DOCUMENT SEGMENT:
start
Tuesday, June 1, 2010

Recent Events Complete with Visuals

Our last training as Peace Corps volunteers occurred last week and was surprisingly good. I think we were all wondering what kind of training could possibly be helpful at this point in our service but our program director did a great job finding speakers and topics that were interesting if not immediately useful. We heard from several departments within the Ministry of Education that are working on some serious reform here in Vanuatu, UNICEF did a presentation about an initiative that they started in one province a few years ago and are now introducing in 2 new provinces, mine included. There were also several sessions that gave us a chance to share some of our experiences, good and bad :), and to brainstorm some solutions for other people's challenges.

Since then, I've been running errands and scheduling meetings and eating ice cream and generally keeping busy in Vila. I will be here until Sunday and then head back to site. This visit/meeting has been the first time in over a year that I have seen some of the other members of my group and it has been really great to sit around at the hotel with them and hear how they are doing.

Knowing I would have some internet time while here, I brought some pictures with me to bring everyone up to date on what I've been up to on Ambae for the past 4+ months. It was a long time to be at site and I was ready to be in Vila for a while but there have been some fun and interesting events along the way.
end
MATERIAL PROVIDED:
start
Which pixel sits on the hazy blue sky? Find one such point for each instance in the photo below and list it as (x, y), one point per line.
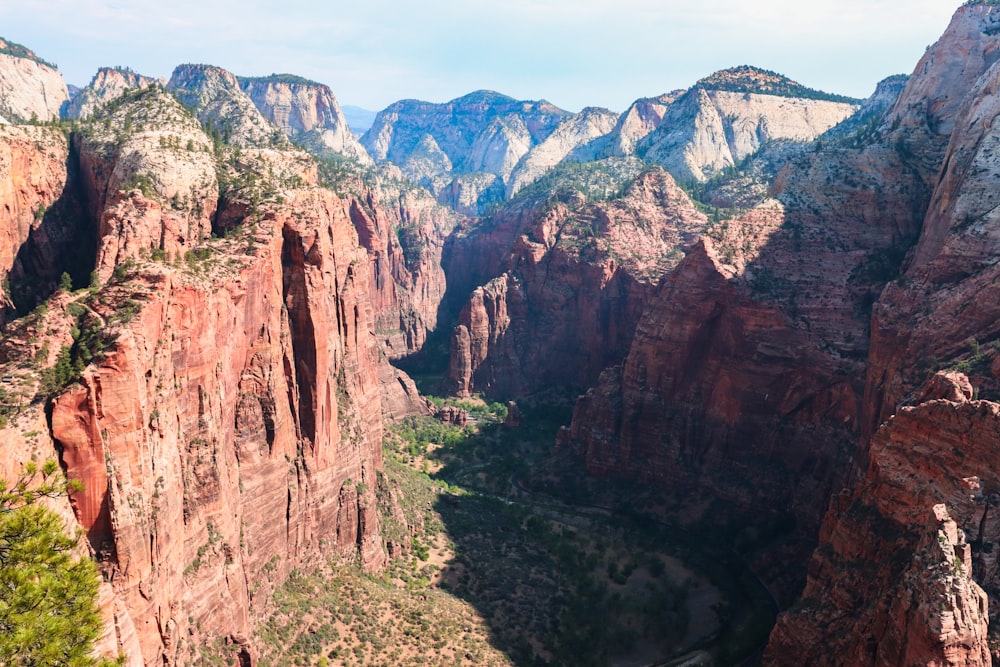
end
EXERCISE BRIEF:
Please answer these questions from the Peace Corps blog post:
1. Which organization presented an initiative it started in one province a few years ago?
2. On what day does the writer plan to head back to site?
3. How long had the writer been on Ambae before this visit?

SOLUTION BELOW:
1. UNICEF
2. Sunday
3. More than 4 months